**What is being asked**.
All lines from the one containing "Practice. Put a dot on the handbag" through the end of the data below are to be transcribed exactly. Leave out the rest.

=== Records ===

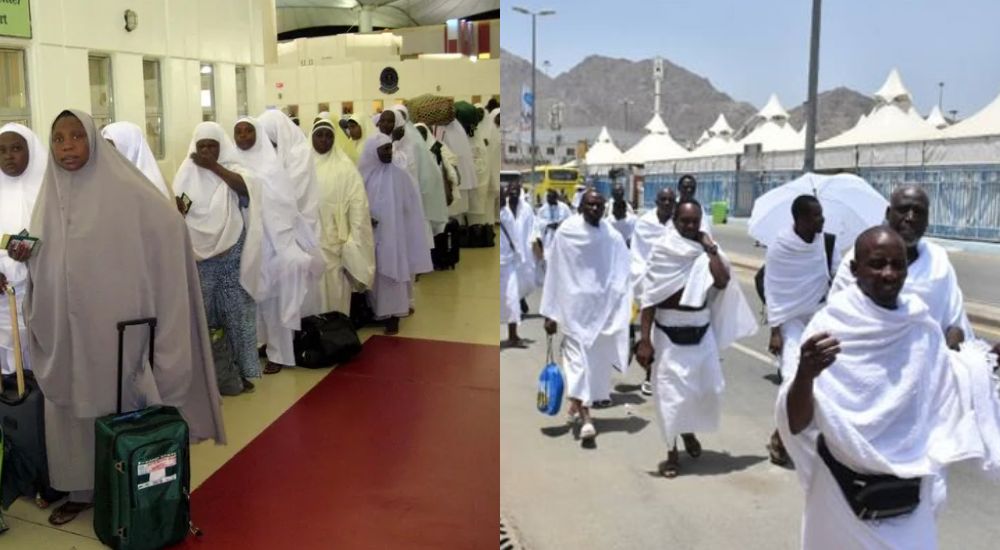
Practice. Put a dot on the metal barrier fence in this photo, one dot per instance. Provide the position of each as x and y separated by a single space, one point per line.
965 200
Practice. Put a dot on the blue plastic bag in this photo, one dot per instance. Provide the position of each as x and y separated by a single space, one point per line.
550 386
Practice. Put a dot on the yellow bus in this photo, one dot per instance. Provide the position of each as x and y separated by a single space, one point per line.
563 180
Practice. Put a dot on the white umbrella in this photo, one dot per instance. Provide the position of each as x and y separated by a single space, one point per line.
850 205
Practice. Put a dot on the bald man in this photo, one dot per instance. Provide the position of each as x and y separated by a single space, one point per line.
587 295
930 273
877 392
649 228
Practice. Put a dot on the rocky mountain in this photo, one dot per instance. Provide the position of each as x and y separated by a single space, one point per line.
597 90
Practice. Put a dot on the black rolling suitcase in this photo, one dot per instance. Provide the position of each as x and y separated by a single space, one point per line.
446 247
22 415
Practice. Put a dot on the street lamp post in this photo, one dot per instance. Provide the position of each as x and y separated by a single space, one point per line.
811 106
534 92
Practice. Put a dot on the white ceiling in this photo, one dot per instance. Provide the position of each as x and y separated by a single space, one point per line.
299 14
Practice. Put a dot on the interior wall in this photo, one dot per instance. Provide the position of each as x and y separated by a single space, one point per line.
178 33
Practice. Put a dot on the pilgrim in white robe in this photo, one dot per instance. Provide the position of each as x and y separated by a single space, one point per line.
687 379
285 265
454 137
348 245
925 415
648 230
426 173
547 216
517 261
625 226
17 200
401 248
130 141
932 277
295 153
586 292
796 282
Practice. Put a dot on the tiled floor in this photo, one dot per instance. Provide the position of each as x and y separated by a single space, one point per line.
453 398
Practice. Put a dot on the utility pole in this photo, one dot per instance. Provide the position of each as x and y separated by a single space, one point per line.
534 90
812 107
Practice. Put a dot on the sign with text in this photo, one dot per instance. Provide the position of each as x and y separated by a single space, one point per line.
15 18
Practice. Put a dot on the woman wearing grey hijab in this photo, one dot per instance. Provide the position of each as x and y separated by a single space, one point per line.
110 250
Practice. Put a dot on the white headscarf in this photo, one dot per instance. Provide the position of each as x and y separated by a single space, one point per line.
130 142
215 220
279 213
17 200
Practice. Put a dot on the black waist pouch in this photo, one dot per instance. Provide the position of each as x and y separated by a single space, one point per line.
684 336
872 496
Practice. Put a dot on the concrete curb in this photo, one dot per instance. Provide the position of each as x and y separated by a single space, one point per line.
980 314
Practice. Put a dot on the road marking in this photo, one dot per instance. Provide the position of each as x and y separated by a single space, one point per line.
766 359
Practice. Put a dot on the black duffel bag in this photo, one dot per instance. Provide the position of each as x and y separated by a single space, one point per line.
325 340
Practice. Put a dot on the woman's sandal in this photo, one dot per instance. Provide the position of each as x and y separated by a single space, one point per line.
670 467
68 511
691 445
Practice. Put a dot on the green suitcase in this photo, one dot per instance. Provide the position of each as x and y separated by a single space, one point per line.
142 472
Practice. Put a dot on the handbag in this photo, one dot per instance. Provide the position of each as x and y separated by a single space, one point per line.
872 496
550 385
684 336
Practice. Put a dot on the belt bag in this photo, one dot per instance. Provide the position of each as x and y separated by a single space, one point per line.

===

**Task result**.
Practice. Put a dot on the handbag in this photo, one dot per instance. Provide the position of each as x and y separated by a single space, one point per line.
872 496
550 385
684 336
Practice. Put a dot on the belt bag in this photo, one dot per instance. Provide the position of each as x and y separated by a single space, one point per line.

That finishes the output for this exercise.